:: Exercise brief ::
Reproduce the listing below in full, line for line, without changing anything.
************
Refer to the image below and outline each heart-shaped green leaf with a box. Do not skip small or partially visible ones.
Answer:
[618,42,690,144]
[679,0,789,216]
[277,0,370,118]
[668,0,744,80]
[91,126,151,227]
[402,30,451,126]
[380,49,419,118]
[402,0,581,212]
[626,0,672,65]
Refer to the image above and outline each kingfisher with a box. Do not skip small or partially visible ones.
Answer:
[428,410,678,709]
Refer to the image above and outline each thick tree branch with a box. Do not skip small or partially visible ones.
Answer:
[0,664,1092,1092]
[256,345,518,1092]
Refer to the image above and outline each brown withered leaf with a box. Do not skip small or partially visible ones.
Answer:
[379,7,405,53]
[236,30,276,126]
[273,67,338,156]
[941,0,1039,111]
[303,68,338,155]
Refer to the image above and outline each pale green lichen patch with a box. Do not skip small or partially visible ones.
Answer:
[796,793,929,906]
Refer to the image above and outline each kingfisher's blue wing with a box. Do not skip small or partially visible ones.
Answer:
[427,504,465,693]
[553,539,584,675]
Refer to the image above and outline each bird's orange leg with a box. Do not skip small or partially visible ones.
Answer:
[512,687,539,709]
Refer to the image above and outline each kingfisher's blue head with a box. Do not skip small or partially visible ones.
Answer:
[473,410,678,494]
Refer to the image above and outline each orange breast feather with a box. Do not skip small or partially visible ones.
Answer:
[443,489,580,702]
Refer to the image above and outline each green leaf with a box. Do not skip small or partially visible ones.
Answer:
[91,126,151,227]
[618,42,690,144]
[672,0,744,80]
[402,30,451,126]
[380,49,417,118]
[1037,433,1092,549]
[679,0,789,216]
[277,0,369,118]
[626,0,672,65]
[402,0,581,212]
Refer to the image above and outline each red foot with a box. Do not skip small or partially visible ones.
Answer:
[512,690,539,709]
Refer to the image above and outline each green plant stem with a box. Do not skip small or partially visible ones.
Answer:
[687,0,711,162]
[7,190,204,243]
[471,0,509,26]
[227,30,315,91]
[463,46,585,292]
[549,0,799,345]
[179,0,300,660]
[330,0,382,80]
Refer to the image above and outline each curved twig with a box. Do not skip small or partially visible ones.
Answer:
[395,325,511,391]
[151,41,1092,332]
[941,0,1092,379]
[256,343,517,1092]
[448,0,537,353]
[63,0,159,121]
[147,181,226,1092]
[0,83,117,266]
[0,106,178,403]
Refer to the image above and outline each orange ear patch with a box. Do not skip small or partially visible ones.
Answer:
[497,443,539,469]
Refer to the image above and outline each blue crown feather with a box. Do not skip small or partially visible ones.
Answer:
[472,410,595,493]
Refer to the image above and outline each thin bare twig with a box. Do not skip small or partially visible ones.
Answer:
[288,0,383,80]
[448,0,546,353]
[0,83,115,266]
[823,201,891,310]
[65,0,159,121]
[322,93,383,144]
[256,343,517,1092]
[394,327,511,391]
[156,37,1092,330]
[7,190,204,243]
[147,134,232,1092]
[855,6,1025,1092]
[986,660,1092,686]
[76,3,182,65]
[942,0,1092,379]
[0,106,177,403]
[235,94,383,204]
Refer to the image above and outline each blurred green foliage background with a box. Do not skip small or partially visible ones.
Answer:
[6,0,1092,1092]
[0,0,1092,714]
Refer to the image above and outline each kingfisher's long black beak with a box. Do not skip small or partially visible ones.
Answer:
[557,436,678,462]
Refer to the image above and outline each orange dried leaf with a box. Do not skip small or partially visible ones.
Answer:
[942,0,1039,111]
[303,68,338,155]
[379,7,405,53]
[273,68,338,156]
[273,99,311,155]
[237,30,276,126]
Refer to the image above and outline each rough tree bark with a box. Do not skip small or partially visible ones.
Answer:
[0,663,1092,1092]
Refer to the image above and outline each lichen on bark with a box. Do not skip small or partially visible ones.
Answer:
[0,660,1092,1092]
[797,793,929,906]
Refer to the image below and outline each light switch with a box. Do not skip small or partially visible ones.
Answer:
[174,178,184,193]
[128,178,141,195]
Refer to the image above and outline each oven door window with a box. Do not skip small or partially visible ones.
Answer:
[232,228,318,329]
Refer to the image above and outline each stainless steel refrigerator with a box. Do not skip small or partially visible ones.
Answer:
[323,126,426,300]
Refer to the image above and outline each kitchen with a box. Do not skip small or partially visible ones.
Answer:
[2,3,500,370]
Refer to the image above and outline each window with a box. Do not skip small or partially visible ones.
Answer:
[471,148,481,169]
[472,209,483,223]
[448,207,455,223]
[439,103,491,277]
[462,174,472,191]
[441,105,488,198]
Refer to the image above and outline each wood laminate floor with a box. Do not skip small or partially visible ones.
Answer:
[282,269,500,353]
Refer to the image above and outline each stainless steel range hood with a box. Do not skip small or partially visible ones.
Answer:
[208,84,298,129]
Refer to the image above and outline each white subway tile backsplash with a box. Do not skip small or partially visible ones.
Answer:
************
:: Solution for this exercise ::
Refer to the image below and outline each heart-shaped green leaf with a box. Do not skip small or partially visible ones.
Answer:
[618,42,690,144]
[679,0,789,216]
[277,0,370,118]
[668,0,744,80]
[91,126,151,227]
[402,30,451,126]
[380,49,419,118]
[402,0,581,212]
[626,0,672,65]
Refer to the image above and outline each kingfisher with a box. Do not skip small or partially visible ones.
Answer:
[428,410,678,709]
Refer to the image above and outline each thick tree branch with a box. Do not skip small or partially visible ones.
Answer:
[0,664,1092,1092]
[256,345,518,1092]
Refer to the image above and outline each brown withered leaf with a box. Do not skip small or partially visible ones.
Answer:
[379,7,405,53]
[236,30,276,126]
[273,67,338,156]
[941,0,1039,111]
[303,68,338,155]
Refer to the image above and outline each pale green lichen patch with a box. Do not skip small or partially visible ones.
Answer:
[796,793,929,906]
Refer to the image above and outline each kingfisher's blue wing with a box. Do not skip small or partially visible ones.
Answer:
[427,504,465,693]
[553,539,584,675]
Refer to the image above and outline each bird's orange leg with a box. Do not skip small or partially visible ones.
Answer:
[512,687,539,709]
Refer to the image above and outline each kingfisher's blue head with a box. Do not skip small or partially visible ones.
Answer:
[473,410,678,494]
Refer to the image above and outline each orange breast feather with a box. Do not skip small or partially visible ones.
Answer:
[443,489,580,702]
Refer to the image above and outline each green leaf with a box. Do not skip small or partially visible ones.
Answer:
[91,126,151,227]
[618,42,690,144]
[672,0,744,80]
[402,30,451,126]
[380,49,417,118]
[1037,433,1092,549]
[679,0,789,216]
[277,0,369,118]
[626,0,672,65]
[402,0,581,212]
Refer to the image above and outline each red foot with a box. Do not skip small or partially visible ones.
Answer:
[512,690,539,709]
Refer to the image above and outline each green plant stem with a box. Do not skip small or partially visible ones.
Answer:
[687,0,711,162]
[7,190,204,243]
[471,0,509,26]
[227,30,315,91]
[463,46,585,292]
[549,0,799,345]
[179,0,300,660]
[330,0,382,80]
Refer to the image above and outline each curved twig with a box. Do not skip small or partially visible ones.
Answer:
[395,325,511,391]
[151,41,1092,332]
[941,0,1092,379]
[256,343,517,1092]
[448,0,537,353]
[63,0,159,121]
[147,181,226,1092]
[0,83,117,266]
[0,106,178,403]
Refer to the image above and outline each orange ear patch with a box. Do not skip small or partially visible ones.
Answer:
[497,443,539,469]
Refer to the image above and outline each blue crown feather with a box. Do not skip small or partially visible ones.
Answer:
[472,410,595,493]
Refer to the image above and outline each thin bare twig with a box. Do not skip small or partially visible ones.
Answer:
[288,0,383,80]
[448,0,546,353]
[0,83,115,266]
[823,201,891,310]
[65,0,159,121]
[322,93,383,144]
[256,343,517,1092]
[394,327,511,391]
[156,37,1092,330]
[7,190,204,243]
[147,134,232,1092]
[855,6,1025,1092]
[986,660,1092,686]
[76,3,182,65]
[942,0,1092,379]
[0,106,177,403]
[235,94,383,204]
Refer to the image above and outline each blurred green foliage background with a box. Do not skip small or partially visible ones.
Answer:
[6,0,1092,1092]
[0,0,1092,714]
Refer to the image above and outline each kingfisher's long black beak with a box. Do not skip small or partially visible ones.
Answer:
[557,436,678,462]
Refer to the image above and outline each orange dried leaf with a box. Do not skip small or partially visible ones.
Answer:
[942,0,1039,111]
[303,68,338,155]
[379,7,405,53]
[273,68,338,156]
[273,99,311,155]
[237,30,276,126]
Refer to the image above and outline each rough tree bark with a box. Do not skip small or partially visible ones.
Answer:
[0,663,1092,1092]
Refer to the image above and outline each lichen on bark with a box. Do not skip small or partially visible ones.
Answer:
[0,660,1092,1092]
[797,793,929,906]
Refer to the image below and outline each light switch with a box. Do not skip small or partially visible ones.
Answer:
[174,178,184,193]
[128,178,141,195]
Refer to the image above and outline each oven door window with a box. Do not skip small or partially visible ones.
Answer:
[232,228,318,329]
Refer to the image above and outline each stainless steel refrigerator with a box. Do not skip small or partially visible ones.
Answer:
[323,126,426,300]
Refer to the image above and outline each kitchen with a box. Do not skip small or partially visible ones.
Answer:
[2,3,500,370]
Refer to the image above and outline each window with a box. Do not skip small or partially visible ones.
Answer:
[471,148,481,169]
[472,209,483,223]
[448,207,455,223]
[439,103,491,277]
[462,174,472,191]
[441,105,488,198]
Refer to the image above and outline each wood laminate floor with a box. Do not skip small or partially visible ones.
Answer:
[282,269,500,353]
Refer to the image above and outline each stainless steel range hood with a box. Do not skip small or partially visible ones.
Answer:
[208,84,298,129]
Refer to the image above and outline each white subway tile backsplash with a box. Do not skip small or partially visible ones.
Answer:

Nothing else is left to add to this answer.